## Data records
^^^^

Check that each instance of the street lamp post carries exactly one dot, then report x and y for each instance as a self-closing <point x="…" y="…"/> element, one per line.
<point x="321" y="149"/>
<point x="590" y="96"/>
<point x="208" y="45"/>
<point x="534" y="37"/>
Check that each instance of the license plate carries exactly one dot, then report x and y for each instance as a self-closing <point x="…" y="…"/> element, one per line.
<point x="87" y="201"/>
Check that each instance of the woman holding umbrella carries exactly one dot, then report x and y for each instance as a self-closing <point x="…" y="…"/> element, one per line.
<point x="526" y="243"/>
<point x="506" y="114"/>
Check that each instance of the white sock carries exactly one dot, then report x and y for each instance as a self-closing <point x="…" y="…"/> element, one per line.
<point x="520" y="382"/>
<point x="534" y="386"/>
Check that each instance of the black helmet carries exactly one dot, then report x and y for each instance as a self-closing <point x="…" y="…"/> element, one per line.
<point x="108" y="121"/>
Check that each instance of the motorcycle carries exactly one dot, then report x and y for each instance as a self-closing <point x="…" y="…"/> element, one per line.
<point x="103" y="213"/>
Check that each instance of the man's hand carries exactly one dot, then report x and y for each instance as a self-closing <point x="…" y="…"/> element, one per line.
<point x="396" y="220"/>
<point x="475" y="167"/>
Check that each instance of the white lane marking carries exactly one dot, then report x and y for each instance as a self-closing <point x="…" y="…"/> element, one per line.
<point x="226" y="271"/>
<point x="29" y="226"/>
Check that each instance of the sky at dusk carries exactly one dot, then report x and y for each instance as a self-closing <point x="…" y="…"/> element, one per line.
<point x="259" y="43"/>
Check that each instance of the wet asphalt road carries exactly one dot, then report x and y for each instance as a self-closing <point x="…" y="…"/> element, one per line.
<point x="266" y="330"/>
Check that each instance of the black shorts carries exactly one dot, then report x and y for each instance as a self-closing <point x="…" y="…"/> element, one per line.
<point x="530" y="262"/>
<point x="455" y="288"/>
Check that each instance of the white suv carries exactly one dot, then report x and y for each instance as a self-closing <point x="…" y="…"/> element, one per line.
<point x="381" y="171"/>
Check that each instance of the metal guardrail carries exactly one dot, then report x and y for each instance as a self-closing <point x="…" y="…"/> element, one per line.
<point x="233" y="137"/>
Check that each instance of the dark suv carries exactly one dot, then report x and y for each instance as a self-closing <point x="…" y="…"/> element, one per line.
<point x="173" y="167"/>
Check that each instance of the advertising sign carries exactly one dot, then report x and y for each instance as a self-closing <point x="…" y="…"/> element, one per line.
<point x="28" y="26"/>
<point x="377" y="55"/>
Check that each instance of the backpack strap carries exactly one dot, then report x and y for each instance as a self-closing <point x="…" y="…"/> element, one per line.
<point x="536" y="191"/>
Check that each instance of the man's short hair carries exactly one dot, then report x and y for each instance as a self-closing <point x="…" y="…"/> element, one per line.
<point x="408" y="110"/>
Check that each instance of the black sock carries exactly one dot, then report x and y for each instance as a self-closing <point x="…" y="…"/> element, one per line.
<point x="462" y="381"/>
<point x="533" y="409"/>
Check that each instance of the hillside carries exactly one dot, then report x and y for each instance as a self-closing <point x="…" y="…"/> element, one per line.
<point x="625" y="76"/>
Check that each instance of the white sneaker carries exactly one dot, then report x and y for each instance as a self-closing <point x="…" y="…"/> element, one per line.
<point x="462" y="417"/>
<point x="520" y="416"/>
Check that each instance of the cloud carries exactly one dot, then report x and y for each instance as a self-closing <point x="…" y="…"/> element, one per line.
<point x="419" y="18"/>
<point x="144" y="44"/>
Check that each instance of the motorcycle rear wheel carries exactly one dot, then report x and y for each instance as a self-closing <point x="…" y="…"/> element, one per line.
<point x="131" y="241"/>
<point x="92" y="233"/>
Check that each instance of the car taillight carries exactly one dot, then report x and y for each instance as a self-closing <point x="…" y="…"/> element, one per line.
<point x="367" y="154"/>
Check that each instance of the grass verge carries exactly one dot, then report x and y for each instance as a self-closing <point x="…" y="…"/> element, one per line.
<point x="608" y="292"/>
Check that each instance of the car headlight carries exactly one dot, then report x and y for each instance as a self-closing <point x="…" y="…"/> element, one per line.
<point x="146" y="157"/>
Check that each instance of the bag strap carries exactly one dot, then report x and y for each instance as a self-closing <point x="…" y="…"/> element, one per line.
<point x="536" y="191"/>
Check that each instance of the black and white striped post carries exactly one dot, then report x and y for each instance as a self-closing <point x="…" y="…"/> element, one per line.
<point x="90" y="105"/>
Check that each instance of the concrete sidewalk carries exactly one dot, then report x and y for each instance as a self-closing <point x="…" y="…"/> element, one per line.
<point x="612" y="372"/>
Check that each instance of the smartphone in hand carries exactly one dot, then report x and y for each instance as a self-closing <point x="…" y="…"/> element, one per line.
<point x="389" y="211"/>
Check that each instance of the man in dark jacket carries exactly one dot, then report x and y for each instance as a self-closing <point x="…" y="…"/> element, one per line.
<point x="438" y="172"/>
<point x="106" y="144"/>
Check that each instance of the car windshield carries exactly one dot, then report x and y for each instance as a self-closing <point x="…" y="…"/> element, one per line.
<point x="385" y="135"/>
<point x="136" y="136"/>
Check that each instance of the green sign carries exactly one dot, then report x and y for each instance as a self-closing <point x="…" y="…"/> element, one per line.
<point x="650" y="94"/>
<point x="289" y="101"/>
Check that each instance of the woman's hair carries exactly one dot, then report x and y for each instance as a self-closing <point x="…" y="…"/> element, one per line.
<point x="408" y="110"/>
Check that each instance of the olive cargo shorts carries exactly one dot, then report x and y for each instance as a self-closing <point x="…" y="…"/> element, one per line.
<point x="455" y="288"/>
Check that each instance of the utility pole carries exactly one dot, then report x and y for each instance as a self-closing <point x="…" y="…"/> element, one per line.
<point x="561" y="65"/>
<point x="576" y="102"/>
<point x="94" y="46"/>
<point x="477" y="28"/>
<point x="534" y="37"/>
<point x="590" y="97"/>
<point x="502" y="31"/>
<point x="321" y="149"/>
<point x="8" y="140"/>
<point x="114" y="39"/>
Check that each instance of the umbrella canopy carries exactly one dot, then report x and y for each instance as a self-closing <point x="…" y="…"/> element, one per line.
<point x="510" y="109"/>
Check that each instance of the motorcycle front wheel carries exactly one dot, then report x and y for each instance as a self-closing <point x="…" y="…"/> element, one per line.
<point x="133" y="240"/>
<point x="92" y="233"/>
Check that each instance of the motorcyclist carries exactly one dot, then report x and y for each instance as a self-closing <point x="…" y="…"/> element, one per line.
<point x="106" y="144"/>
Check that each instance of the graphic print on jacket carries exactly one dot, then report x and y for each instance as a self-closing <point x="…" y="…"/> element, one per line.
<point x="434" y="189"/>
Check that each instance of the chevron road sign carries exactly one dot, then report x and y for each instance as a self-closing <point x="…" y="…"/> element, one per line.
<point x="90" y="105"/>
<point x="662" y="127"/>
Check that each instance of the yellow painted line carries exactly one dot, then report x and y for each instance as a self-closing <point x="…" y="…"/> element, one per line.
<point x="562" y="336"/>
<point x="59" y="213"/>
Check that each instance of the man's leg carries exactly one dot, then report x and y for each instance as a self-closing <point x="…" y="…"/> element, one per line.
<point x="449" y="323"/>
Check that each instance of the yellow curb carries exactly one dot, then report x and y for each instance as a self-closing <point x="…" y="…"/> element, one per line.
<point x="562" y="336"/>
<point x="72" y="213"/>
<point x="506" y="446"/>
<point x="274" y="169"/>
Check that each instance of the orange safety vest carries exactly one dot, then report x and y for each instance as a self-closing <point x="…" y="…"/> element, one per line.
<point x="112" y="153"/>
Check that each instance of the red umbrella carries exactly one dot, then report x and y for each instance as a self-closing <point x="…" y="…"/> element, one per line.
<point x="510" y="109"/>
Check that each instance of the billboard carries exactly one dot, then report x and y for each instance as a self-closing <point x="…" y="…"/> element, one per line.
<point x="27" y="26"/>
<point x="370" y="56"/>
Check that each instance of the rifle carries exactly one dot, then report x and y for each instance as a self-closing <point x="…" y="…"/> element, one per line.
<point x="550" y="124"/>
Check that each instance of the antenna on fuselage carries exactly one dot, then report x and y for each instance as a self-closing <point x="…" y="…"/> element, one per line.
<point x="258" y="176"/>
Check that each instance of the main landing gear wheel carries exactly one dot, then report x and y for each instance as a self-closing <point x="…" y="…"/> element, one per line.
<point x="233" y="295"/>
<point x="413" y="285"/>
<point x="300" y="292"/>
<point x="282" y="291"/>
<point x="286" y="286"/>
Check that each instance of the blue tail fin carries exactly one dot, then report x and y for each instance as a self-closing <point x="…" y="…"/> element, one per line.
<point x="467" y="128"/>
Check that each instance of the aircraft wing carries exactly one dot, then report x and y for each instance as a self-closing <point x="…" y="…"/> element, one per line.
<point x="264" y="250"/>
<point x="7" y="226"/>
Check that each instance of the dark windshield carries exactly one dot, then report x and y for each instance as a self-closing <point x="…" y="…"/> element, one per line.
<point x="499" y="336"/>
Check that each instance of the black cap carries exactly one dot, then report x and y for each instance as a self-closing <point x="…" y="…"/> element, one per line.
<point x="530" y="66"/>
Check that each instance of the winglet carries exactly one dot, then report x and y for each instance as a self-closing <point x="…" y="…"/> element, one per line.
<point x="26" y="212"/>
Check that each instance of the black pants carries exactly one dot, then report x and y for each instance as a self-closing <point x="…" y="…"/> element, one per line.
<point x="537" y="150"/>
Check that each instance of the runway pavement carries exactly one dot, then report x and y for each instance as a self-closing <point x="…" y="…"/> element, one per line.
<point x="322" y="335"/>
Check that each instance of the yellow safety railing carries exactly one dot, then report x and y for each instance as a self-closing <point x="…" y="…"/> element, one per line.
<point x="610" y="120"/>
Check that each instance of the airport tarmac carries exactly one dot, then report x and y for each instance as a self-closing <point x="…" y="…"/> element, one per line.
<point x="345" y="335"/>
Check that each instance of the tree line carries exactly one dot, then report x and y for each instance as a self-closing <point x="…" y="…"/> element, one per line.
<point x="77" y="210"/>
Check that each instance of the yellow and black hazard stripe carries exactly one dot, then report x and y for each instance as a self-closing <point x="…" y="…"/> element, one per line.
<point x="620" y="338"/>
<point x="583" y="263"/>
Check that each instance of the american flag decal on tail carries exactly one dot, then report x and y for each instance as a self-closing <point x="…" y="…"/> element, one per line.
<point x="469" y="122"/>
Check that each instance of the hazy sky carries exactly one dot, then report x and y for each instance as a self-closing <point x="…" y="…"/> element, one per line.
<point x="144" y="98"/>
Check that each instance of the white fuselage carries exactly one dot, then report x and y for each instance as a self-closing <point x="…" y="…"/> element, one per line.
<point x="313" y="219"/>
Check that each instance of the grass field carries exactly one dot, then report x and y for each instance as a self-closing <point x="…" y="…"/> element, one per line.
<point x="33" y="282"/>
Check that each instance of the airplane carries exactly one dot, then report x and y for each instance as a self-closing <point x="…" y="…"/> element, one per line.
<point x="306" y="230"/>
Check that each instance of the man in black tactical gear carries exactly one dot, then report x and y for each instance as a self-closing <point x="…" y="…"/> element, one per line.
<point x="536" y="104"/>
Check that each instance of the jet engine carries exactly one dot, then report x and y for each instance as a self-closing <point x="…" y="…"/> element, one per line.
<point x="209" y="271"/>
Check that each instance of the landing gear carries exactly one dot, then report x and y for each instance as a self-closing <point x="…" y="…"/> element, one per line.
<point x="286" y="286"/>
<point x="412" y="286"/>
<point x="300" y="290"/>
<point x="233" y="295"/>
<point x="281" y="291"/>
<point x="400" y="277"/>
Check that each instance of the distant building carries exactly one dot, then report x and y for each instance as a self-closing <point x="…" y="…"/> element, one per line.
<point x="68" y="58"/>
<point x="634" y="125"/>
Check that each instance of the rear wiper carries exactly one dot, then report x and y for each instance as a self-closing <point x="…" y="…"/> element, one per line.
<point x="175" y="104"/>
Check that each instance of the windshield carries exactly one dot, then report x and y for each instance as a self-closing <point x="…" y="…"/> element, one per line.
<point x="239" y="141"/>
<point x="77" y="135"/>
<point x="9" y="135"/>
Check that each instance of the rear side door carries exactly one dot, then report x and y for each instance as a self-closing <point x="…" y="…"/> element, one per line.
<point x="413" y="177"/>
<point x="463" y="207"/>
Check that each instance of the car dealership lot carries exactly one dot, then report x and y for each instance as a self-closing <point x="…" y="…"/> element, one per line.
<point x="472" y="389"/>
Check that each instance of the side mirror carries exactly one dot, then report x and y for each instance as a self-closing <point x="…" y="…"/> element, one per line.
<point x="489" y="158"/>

^^^^

Only the lines from the one with "Check that each instance of the rear side" through the final line above should be repeated, each exactly as written.

Check that each instance of the rear side door carries exactly one dot, then report x and y for each instance as a self-closing <point x="…" y="…"/> element, one per line.
<point x="413" y="177"/>
<point x="463" y="207"/>
Check that each instance of the car dealership lot carries exactly one dot, then report x and y for each instance as a self-closing <point x="…" y="…"/> element, one per line.
<point x="472" y="389"/>
Check that each instance of the side mirror carries exactly one dot, then report x and y for each instance as a self-closing <point x="…" y="…"/> element, one per line.
<point x="489" y="158"/>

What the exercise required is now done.